[[ Passage provided open ]]

Hungary is first to send doctors to South Sudan

Szerző: Főadmin Bejegyzés: 2014. január 15., szerda 16:15

south suday

The diplomat recalled that in South Sudanat the end of last year, because of political disagreements, an internal armed conflict broke out. In the middle of December 2013, an unsuccessful coup attempt burst out. The government forces got the upper hand in the capital within a short time, but in the countryside there are military clashes even today. Mr. Kveck also added that according to estimates there were 1,500 to 2,000 people who died, in addition to the people who were injured or had to flee.

The Ambassador emphasized that South Sudan is a very young state, which became independent in 2011. Its infrastructure is in very bad condition. He also talked about the several connections that it has with Hungary, for example,some of the South Sudanese leaders graduated in Hungary during the 70’s and 80’s, like Joseph Bol Chan, Chairman of the upper house of South Sudan parliament, who speaks excellent Hungarian. He noted that the visibility and reputation of Hungary is very good in the African region, and this connection justified the assistance.

[[ Passage provided closed ]]
[[ Provided material open ]]

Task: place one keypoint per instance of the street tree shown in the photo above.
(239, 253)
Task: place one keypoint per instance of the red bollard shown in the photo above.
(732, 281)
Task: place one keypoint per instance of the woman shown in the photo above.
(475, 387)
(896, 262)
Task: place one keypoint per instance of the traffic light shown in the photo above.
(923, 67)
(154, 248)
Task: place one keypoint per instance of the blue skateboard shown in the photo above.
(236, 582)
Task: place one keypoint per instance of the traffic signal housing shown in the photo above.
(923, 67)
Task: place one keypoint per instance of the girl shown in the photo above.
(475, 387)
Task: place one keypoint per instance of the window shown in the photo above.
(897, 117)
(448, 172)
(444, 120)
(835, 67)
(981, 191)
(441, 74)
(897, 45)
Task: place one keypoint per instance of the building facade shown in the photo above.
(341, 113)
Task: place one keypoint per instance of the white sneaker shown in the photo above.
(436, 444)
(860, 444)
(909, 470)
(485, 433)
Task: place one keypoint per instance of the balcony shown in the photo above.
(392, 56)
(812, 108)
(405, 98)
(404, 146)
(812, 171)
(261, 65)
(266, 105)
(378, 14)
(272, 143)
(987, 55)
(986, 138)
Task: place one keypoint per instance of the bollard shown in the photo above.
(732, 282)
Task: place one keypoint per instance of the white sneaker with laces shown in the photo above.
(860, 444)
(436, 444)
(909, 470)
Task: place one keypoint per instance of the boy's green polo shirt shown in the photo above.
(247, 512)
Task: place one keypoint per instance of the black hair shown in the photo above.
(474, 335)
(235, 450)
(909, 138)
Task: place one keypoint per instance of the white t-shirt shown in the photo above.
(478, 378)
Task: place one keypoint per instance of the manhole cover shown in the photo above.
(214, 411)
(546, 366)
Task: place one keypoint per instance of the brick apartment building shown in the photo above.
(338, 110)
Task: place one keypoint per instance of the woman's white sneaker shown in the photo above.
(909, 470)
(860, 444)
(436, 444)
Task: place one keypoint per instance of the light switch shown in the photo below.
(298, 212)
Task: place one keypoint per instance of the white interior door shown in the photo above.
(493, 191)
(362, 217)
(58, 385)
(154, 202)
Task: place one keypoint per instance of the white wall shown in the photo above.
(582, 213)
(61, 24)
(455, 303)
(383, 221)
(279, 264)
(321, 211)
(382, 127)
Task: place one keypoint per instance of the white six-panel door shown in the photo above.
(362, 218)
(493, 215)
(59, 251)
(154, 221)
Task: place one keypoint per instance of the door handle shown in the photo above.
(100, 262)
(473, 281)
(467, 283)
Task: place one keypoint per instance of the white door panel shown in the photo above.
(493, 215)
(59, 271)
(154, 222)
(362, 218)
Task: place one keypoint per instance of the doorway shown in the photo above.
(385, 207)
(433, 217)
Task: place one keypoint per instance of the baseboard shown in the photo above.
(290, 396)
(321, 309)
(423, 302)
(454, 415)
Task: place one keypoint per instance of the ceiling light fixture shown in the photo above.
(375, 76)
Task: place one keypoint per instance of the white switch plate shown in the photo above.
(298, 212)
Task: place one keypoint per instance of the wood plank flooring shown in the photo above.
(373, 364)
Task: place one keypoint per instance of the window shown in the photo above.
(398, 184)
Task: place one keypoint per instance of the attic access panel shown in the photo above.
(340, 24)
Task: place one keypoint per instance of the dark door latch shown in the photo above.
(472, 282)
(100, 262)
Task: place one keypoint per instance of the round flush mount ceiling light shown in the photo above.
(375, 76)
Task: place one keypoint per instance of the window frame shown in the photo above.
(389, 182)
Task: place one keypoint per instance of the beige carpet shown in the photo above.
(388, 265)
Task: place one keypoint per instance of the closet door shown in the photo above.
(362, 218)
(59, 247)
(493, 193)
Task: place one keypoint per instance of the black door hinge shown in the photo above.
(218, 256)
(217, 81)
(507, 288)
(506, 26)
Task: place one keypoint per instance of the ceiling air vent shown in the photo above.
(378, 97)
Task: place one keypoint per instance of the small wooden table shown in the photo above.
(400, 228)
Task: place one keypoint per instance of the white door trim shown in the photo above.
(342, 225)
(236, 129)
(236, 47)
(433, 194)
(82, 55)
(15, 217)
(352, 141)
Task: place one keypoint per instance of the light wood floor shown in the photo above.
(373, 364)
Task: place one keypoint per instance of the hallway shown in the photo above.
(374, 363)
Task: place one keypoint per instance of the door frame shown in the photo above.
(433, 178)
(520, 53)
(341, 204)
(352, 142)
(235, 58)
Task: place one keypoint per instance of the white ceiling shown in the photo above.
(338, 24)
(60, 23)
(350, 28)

[[ Provided material closed ]]

**Actions to take:**
A) Answer these questions using the article about Hungary sending doctors to South Sudan:
(i) In what year did South Sudan become independent?
(ii) According to estimates, how many people died in the conflict?
(iii) Who is named as Chairman of the upper house of the South Sudan parliament?
B) Write a continuation of the article about Hungary sending doctors to South Sudan, starting after its final sentence.

**Answers per task:**
A)
(i) 2011
(ii) 1,500 to 2,000 people
(iii) Joseph Bol Chan

B)
The workers of Hungarian Baptist Aid (HBAid) arrived after the incidents to Juba to help. Peter Kveck highlighted that Hungary was the first country that helped South Sudan by sending doctors and medicines. On Tuesday morning, the country’s Minister of Public Health welcomed the group and said that they greatly appreciate the aid.

Two doctors – a pediatrician and an anesthetist – arrived to Juba from HBAid. The team brought 4 containers of medicines, a medical device and an instrument. Presently, they are working at the central hospital in the capital.

The Ambassador communicated that the team is going to stay in South Sudan for ten days, but they may be followed by other Hungarian doctors, as the team’s task is also to assess the current needs. Based on their experiences, they will decide how many doctors are needed and for how long, as well as what equipment needs to be sent.

In South Sudan, according to conservative estimates, when the bloodshed started on December 15th, there were thousands of people who lost their lives, and the UN reported that at least 200 thousand people became homeless because of the violence.